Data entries
>>>
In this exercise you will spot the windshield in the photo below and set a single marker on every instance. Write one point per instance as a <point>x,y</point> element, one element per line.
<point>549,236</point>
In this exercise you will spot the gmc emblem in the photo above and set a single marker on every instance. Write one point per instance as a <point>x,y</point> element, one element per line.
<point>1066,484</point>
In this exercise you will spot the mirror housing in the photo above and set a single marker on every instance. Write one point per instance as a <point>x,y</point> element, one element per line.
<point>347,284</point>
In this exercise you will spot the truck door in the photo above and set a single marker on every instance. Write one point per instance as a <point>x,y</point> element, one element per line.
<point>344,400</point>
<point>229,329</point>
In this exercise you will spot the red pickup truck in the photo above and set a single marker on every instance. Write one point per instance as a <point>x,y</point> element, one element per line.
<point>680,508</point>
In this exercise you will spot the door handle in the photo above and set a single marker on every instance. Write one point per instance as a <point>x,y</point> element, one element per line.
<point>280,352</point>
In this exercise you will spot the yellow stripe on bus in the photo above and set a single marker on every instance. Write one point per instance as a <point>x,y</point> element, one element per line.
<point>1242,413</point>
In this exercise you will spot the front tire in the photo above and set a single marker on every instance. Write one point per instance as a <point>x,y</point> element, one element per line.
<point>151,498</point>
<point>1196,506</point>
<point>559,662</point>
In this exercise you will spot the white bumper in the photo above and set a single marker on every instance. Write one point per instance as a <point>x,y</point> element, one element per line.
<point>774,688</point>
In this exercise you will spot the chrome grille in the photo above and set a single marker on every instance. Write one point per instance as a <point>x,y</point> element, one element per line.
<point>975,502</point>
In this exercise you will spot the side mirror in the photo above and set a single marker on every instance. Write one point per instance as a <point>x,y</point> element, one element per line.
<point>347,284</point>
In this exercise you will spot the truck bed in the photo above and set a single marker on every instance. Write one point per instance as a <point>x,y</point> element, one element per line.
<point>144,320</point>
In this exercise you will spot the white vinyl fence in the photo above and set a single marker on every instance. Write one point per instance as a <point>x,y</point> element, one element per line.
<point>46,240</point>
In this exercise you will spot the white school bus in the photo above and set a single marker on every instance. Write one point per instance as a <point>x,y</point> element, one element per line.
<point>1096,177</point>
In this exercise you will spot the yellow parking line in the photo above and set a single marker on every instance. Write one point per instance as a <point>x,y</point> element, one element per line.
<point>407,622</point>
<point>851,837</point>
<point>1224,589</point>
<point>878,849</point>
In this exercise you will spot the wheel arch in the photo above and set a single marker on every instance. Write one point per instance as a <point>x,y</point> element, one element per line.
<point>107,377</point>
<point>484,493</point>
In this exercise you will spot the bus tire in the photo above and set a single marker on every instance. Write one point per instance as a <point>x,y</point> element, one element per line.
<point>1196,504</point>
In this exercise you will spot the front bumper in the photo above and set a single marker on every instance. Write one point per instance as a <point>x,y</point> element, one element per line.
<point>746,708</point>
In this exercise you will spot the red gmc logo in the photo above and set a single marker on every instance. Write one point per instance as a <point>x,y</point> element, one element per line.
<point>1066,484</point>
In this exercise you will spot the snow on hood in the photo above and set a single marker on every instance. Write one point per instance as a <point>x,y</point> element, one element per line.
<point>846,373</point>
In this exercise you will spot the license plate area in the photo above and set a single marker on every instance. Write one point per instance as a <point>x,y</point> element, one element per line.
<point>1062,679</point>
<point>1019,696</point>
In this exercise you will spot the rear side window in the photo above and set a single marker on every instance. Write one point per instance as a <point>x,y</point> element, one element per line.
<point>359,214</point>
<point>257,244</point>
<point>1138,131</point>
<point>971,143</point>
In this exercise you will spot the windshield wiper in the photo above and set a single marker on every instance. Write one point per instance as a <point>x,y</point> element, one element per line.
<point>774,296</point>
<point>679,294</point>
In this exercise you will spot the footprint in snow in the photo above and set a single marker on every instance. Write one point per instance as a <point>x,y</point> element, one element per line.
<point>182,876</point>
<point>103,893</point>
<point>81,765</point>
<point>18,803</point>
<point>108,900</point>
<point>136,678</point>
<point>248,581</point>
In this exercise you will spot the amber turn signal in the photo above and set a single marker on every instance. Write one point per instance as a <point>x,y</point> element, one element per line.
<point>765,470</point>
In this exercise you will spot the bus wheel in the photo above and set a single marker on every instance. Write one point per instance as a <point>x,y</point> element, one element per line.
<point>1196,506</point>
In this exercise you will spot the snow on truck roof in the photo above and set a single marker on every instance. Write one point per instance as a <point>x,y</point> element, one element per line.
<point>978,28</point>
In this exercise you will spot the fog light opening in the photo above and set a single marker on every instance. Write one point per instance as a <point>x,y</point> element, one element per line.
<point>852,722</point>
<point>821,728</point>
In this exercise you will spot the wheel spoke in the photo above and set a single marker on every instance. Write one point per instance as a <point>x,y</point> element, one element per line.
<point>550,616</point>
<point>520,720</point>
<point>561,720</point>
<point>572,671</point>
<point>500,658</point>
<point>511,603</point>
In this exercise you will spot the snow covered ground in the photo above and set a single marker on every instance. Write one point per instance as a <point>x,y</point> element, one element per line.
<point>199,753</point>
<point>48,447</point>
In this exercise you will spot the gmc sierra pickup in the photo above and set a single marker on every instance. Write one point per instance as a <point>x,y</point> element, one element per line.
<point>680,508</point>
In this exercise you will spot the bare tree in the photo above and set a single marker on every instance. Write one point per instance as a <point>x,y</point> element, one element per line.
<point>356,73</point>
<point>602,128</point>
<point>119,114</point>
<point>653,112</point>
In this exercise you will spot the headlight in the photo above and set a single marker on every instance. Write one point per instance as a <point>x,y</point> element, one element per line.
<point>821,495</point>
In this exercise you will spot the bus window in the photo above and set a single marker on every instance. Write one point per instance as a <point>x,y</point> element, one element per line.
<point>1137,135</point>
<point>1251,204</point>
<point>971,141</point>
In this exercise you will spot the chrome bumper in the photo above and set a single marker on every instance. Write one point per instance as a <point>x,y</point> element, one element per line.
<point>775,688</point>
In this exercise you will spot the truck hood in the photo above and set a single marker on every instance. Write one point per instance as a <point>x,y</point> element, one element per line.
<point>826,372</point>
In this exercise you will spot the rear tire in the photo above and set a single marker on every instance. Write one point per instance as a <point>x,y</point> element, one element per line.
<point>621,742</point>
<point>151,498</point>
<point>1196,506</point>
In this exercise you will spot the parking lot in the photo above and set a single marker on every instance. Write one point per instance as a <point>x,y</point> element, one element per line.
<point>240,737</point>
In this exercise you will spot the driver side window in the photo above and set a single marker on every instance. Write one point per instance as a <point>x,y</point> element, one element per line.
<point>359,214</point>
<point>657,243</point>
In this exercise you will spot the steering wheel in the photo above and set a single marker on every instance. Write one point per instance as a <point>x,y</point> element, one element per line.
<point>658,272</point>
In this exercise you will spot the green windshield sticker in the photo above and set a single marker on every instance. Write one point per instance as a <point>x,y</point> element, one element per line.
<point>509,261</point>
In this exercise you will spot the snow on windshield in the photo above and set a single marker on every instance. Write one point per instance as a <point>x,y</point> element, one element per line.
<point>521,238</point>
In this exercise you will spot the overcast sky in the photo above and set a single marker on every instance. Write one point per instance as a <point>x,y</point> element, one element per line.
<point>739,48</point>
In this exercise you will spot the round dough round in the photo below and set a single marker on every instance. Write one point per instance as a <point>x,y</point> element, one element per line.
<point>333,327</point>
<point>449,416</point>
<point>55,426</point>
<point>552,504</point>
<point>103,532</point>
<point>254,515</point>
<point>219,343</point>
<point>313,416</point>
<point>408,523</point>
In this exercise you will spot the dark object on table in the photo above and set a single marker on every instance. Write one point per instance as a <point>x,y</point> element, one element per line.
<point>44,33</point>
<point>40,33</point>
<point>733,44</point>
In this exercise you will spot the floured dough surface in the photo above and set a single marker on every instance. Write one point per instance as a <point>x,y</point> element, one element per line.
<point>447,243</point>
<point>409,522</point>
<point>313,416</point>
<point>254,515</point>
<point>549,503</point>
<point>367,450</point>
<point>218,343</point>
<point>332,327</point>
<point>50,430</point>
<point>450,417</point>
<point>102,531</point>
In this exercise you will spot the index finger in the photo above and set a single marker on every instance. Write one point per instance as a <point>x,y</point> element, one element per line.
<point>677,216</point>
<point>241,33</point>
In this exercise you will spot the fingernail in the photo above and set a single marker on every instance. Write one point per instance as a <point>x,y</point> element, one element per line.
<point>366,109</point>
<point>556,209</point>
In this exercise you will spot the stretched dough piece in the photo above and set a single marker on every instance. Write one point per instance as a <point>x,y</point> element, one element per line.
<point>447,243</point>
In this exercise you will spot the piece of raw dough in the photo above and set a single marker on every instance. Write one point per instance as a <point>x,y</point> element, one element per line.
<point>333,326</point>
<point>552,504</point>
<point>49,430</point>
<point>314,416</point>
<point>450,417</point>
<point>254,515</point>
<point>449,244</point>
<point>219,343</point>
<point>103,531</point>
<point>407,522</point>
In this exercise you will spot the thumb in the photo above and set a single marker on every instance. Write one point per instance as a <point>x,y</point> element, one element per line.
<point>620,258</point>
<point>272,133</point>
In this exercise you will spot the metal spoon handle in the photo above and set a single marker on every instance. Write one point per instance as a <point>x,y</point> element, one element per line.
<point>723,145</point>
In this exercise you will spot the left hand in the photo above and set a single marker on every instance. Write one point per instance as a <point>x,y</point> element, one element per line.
<<<
**Your objective**:
Lines before the one containing "In this exercise you will spot the thumb" are to be left out; that line and every line after it through the end of the data should be copied exactly.

**Result of the task**:
In this exercise you will spot the thumb in the photo above and set a single marker on every instance. Write one point per instance as a <point>x,y</point> element, one element per line.
<point>620,258</point>
<point>272,133</point>
In this exercise you will spot the metal spoon handle in the photo above and set a single marker on every instance. Write one point per instance as a <point>x,y</point> element, one element per line.
<point>723,145</point>
In this exercise you will spot the left hand in the photo above and set a single marker on every instance. Write one point per instance as a <point>x,y</point> element, one element per line.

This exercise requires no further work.